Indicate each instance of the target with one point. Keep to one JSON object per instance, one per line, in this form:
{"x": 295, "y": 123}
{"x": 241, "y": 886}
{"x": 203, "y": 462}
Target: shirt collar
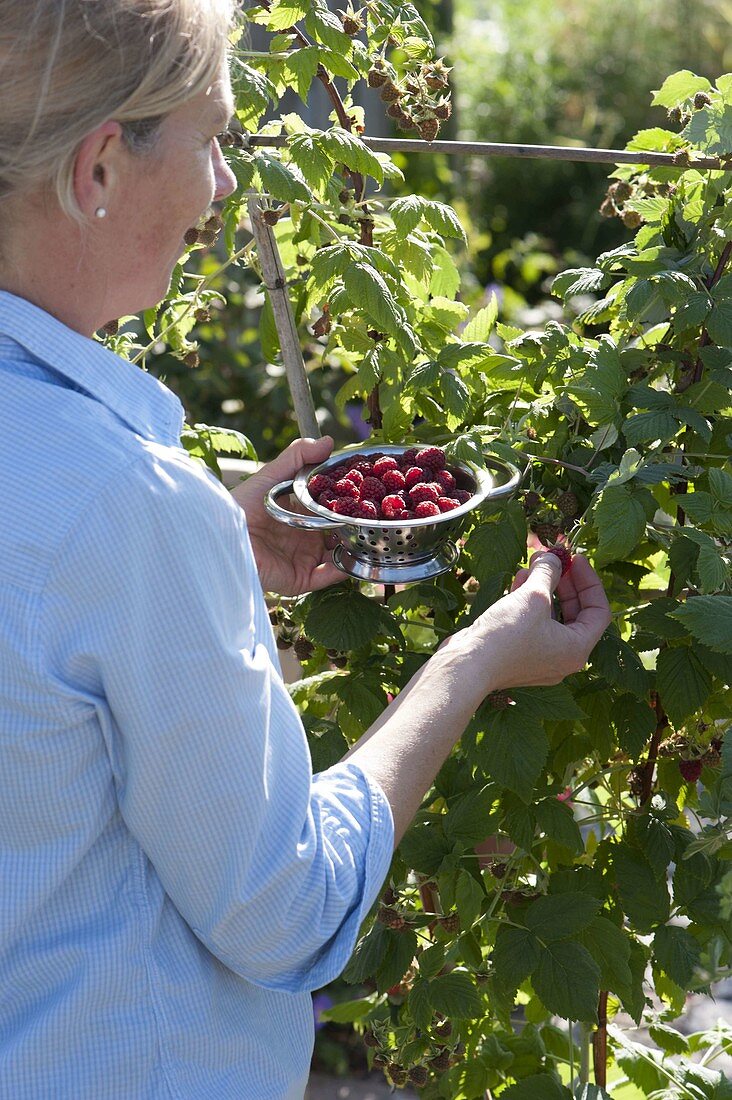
{"x": 138, "y": 398}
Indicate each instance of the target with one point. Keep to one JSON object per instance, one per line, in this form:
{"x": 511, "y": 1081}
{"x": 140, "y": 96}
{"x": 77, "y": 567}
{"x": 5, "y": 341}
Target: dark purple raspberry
{"x": 319, "y": 484}
{"x": 393, "y": 481}
{"x": 382, "y": 465}
{"x": 690, "y": 770}
{"x": 372, "y": 490}
{"x": 445, "y": 479}
{"x": 391, "y": 506}
{"x": 423, "y": 492}
{"x": 432, "y": 458}
{"x": 347, "y": 506}
{"x": 345, "y": 487}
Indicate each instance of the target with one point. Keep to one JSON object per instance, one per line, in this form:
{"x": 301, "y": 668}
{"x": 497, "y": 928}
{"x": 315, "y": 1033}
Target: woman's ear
{"x": 97, "y": 168}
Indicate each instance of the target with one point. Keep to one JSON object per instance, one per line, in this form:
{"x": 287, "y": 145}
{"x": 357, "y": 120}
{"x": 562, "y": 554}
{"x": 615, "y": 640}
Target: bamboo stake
{"x": 501, "y": 149}
{"x": 276, "y": 286}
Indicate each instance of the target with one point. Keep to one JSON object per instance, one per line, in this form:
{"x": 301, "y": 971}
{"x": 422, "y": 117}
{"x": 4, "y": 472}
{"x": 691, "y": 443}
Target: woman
{"x": 174, "y": 879}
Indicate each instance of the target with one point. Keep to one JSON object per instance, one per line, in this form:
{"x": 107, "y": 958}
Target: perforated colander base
{"x": 396, "y": 572}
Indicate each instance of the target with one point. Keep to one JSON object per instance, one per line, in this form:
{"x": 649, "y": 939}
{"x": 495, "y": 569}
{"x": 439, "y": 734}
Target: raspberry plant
{"x": 574, "y": 854}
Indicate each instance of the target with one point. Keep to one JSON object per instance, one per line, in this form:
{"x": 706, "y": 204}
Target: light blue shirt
{"x": 173, "y": 879}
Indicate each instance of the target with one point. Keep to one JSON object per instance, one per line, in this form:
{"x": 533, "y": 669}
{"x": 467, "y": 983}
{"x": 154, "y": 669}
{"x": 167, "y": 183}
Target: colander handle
{"x": 308, "y": 523}
{"x": 492, "y": 492}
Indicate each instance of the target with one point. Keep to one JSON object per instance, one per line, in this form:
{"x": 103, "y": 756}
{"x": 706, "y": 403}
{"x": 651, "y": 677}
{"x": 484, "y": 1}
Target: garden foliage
{"x": 574, "y": 854}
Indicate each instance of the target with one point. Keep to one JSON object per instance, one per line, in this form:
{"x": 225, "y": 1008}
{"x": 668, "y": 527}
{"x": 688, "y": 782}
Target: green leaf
{"x": 621, "y": 520}
{"x": 567, "y": 981}
{"x": 347, "y": 1012}
{"x": 709, "y": 619}
{"x": 634, "y": 722}
{"x": 537, "y": 1087}
{"x": 280, "y": 180}
{"x": 558, "y": 916}
{"x": 406, "y": 213}
{"x": 343, "y": 619}
{"x": 677, "y": 88}
{"x": 610, "y": 947}
{"x": 683, "y": 681}
{"x": 315, "y": 164}
{"x": 480, "y": 327}
{"x": 369, "y": 292}
{"x": 443, "y": 219}
{"x": 644, "y": 897}
{"x": 677, "y": 953}
{"x": 515, "y": 955}
{"x": 455, "y": 996}
{"x": 514, "y": 751}
{"x": 557, "y": 822}
{"x": 354, "y": 154}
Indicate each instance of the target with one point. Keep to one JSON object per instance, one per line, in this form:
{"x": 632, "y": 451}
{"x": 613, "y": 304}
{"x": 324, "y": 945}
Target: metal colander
{"x": 393, "y": 551}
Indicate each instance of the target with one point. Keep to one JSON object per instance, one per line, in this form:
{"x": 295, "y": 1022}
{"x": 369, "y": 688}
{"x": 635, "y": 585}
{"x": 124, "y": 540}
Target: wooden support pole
{"x": 276, "y": 286}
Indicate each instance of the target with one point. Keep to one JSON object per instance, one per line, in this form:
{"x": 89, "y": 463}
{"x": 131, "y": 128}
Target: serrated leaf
{"x": 345, "y": 619}
{"x": 406, "y": 213}
{"x": 514, "y": 752}
{"x": 567, "y": 981}
{"x": 621, "y": 520}
{"x": 315, "y": 164}
{"x": 537, "y": 1087}
{"x": 557, "y": 822}
{"x": 368, "y": 290}
{"x": 354, "y": 154}
{"x": 634, "y": 722}
{"x": 515, "y": 955}
{"x": 644, "y": 897}
{"x": 683, "y": 681}
{"x": 455, "y": 996}
{"x": 280, "y": 180}
{"x": 610, "y": 947}
{"x": 347, "y": 1012}
{"x": 709, "y": 619}
{"x": 679, "y": 87}
{"x": 677, "y": 952}
{"x": 558, "y": 916}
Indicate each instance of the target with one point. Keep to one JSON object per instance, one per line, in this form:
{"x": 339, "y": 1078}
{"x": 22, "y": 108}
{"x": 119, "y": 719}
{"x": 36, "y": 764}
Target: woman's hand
{"x": 290, "y": 560}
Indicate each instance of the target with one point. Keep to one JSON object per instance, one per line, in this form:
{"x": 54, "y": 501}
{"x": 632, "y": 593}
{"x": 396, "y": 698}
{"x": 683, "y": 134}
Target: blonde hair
{"x": 66, "y": 66}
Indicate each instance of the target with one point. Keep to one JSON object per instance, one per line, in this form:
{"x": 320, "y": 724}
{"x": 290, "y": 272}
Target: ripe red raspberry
{"x": 393, "y": 480}
{"x": 382, "y": 465}
{"x": 367, "y": 510}
{"x": 372, "y": 490}
{"x": 423, "y": 492}
{"x": 319, "y": 484}
{"x": 347, "y": 506}
{"x": 414, "y": 475}
{"x": 432, "y": 458}
{"x": 565, "y": 556}
{"x": 445, "y": 479}
{"x": 426, "y": 508}
{"x": 690, "y": 770}
{"x": 345, "y": 487}
{"x": 391, "y": 506}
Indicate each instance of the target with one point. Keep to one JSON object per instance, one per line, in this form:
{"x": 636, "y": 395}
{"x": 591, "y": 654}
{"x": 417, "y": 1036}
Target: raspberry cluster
{"x": 413, "y": 485}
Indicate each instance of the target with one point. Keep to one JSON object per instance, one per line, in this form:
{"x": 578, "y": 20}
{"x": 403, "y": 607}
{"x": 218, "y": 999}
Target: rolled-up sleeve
{"x": 153, "y": 617}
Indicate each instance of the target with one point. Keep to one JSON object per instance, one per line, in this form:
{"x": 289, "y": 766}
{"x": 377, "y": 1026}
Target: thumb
{"x": 544, "y": 572}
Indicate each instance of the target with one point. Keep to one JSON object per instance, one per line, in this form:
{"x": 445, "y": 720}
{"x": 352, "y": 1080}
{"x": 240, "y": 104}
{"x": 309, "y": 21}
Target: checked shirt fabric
{"x": 174, "y": 879}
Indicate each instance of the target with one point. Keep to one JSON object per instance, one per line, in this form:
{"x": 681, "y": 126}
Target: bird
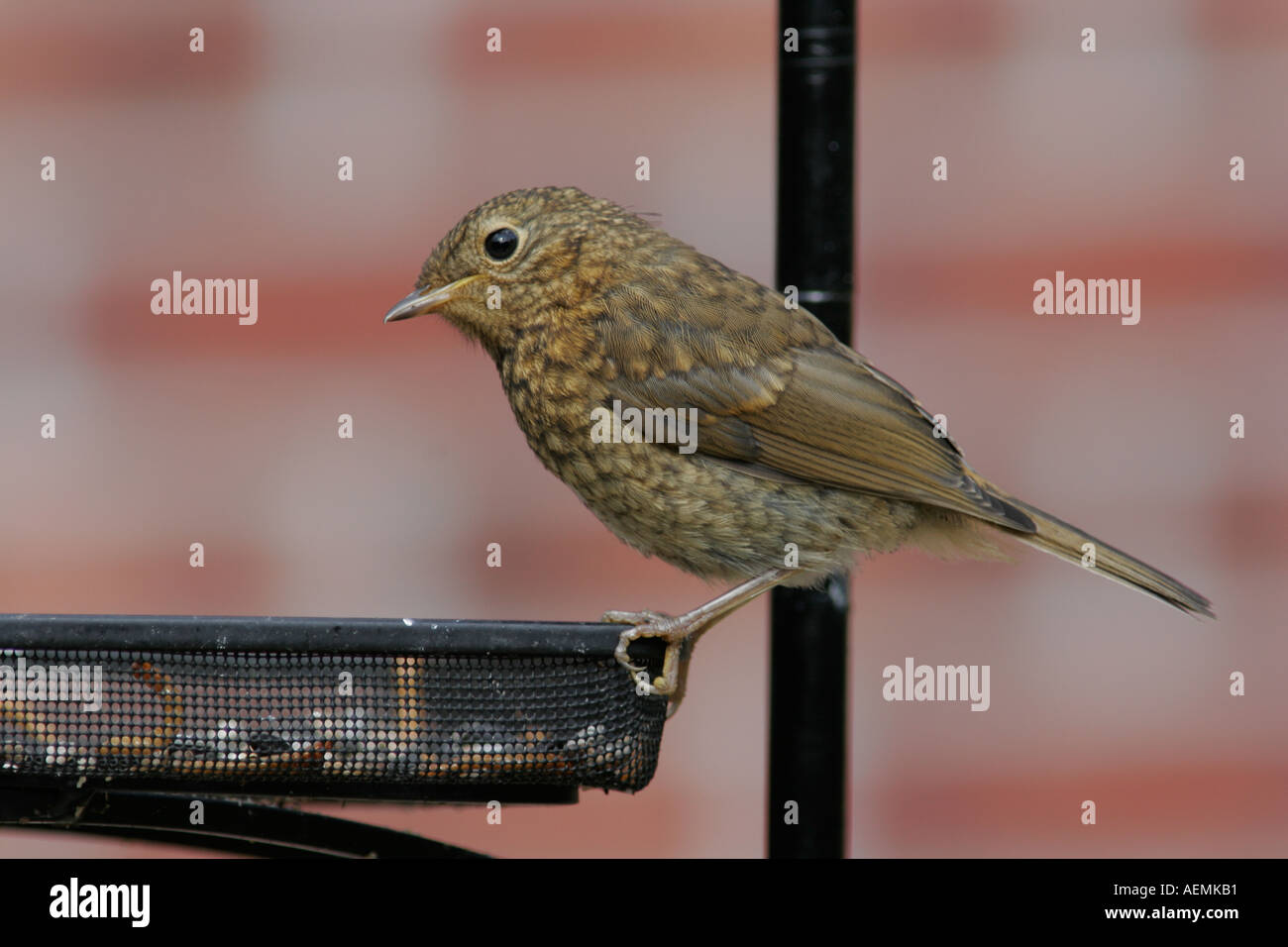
{"x": 769, "y": 451}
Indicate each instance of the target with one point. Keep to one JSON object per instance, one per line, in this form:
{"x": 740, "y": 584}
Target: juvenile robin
{"x": 707, "y": 423}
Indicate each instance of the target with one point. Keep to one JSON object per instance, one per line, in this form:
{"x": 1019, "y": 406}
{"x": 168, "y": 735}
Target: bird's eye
{"x": 500, "y": 245}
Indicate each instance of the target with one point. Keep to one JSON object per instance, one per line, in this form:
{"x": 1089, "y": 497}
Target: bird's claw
{"x": 674, "y": 664}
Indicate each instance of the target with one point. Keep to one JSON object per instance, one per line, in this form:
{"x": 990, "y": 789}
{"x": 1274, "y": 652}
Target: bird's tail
{"x": 1070, "y": 544}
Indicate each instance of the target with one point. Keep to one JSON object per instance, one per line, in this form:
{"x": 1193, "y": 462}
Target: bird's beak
{"x": 428, "y": 299}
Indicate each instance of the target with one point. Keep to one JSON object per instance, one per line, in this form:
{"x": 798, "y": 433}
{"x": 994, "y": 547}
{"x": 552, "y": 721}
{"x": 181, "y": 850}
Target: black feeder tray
{"x": 134, "y": 710}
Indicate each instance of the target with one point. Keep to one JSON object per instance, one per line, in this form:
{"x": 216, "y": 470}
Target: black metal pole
{"x": 815, "y": 249}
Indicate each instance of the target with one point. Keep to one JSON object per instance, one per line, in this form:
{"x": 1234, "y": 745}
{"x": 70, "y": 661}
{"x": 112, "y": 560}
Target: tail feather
{"x": 1067, "y": 541}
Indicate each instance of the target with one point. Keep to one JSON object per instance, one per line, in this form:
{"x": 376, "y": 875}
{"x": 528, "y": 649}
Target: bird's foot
{"x": 675, "y": 631}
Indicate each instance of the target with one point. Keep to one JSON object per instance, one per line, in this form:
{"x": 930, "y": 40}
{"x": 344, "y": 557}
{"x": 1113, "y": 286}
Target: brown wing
{"x": 778, "y": 394}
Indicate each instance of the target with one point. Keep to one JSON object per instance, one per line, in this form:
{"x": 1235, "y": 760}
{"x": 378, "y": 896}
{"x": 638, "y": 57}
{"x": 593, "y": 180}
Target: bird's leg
{"x": 682, "y": 633}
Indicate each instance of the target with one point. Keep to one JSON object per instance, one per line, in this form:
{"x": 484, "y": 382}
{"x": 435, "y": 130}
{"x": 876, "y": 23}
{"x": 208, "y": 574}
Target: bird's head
{"x": 523, "y": 258}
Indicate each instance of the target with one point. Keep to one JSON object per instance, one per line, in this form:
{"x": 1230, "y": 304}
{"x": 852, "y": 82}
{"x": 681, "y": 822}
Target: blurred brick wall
{"x": 176, "y": 429}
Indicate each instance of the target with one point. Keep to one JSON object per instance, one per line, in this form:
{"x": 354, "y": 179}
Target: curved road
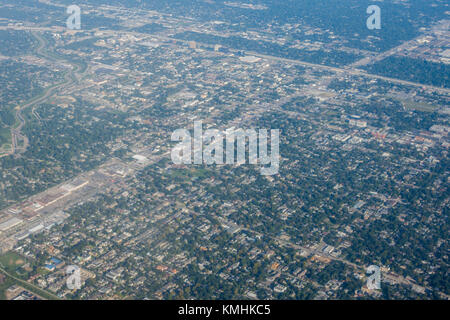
{"x": 69, "y": 78}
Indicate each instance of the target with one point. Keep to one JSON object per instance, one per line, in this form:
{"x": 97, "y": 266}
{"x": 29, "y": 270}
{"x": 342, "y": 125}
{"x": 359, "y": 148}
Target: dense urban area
{"x": 87, "y": 180}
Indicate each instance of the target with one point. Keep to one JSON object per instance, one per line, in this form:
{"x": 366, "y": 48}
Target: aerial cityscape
{"x": 221, "y": 150}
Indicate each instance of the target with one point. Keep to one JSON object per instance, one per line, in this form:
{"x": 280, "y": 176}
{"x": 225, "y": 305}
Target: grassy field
{"x": 10, "y": 262}
{"x": 5, "y": 138}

++++

**What the task asks:** Could you repeat word for word only the lines from the one that contains "Target: curved road" through the end of the listing, leaving out the pictures?

**Response to the exercise:**
Target: curved road
{"x": 69, "y": 78}
Indicate each instance of the target with one point. Keep to one JSON object per instance, one per line, in this form:
{"x": 97, "y": 266}
{"x": 29, "y": 270}
{"x": 342, "y": 125}
{"x": 359, "y": 148}
Target: dense urban area
{"x": 87, "y": 180}
Indicate each instance of the target with one point. Keep to one JSON object per instance, one per line, in this form:
{"x": 366, "y": 48}
Target: aerial cityscape
{"x": 221, "y": 150}
Indicate each instance of the target with one point. Keep to one JSON object per instance, one per line, in this form:
{"x": 280, "y": 176}
{"x": 225, "y": 305}
Target: grassy field
{"x": 10, "y": 262}
{"x": 5, "y": 138}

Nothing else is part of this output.